Produce the listing below again, exactly as shown.

========

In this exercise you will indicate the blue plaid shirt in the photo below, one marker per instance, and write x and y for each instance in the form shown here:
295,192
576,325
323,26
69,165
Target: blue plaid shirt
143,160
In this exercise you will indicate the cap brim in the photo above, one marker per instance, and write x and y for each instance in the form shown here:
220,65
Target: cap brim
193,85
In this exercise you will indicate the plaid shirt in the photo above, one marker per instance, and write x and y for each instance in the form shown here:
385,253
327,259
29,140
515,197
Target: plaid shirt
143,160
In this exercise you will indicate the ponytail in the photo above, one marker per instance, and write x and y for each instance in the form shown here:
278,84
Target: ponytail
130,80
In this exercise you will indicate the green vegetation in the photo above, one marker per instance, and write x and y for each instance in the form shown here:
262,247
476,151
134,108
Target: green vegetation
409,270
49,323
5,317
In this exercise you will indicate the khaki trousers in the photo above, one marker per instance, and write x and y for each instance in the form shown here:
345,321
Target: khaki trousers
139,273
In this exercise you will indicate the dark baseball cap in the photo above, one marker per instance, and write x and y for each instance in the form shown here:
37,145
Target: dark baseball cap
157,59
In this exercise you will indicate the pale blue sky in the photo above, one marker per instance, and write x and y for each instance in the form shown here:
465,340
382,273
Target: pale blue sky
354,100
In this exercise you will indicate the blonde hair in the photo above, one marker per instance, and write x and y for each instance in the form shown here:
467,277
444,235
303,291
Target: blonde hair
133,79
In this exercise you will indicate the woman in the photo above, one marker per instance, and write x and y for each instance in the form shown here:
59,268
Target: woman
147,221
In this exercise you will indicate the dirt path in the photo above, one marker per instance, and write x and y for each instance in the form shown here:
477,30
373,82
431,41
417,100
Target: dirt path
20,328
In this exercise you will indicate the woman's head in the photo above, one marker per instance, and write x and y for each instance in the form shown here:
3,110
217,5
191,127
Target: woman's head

========

## TASK RESPONSE
In this exercise you will indicate the blue plaid shirt in the photo below, one marker per instance, and write x and y for each instance in the form shown here:
295,192
576,325
323,26
69,165
Target: blue plaid shirt
143,160
In this exercise you will indicate the cap brim in the photo above, one marker per instance, and write x and y for each instance in the form shown here:
220,65
Target: cap brim
193,85
In this exercise you will indicate the plaid shirt in the photo above, one marker per instance, and write x and y for each instance in the form shown here:
385,253
327,259
29,140
515,197
Target: plaid shirt
143,160
In this exercise you will indicate the ponytail in the photo above, one marker per instance, and write x and y for each instance in the form shown here:
278,84
Target: ponytail
130,80
In this exercise you will indicate the green vegetation in the photo above, one marker per instance, and write x and y for each instance in the form shown here:
262,247
476,151
134,108
Target: green vegetation
409,270
49,323
5,317
In this exercise you will indicate the khaki trousers in the photo above, one marker per instance, and write x and y for each instance in the form shown here:
345,321
Target: khaki trousers
139,273
In this exercise you will indicate the dark baseball cap in the photo above, one marker per instance, and write x and y for each instance in the form shown here:
37,145
Target: dark baseball cap
157,59
In this exercise you will indicate the pale blue sky in the photo above, one marker per instance, and write x and y for each instance in the form shown here:
465,340
382,273
Target: pale blue sky
354,100
In this exercise you will indicate the blonde hair in the photo above, one marker per instance, and write x and y for each instance in the form shown here:
467,277
444,235
303,291
Target: blonde hair
133,79
In this exercise you will indicate the woman in the photo above, one marker per instance, and write x and y for each instance in the form shown here:
59,268
Target: woman
147,221
In this exercise you will indicate the dirt path in the photo above, one marker per instance, and write x and y for each instance in the form shown here:
477,30
373,82
431,41
417,100
Target: dirt path
20,328
In this exercise you will indicate the woman's head in the photo above, one marker per instance, and write x and y for each instance in the form shown here:
3,110
217,5
191,127
Target: woman's head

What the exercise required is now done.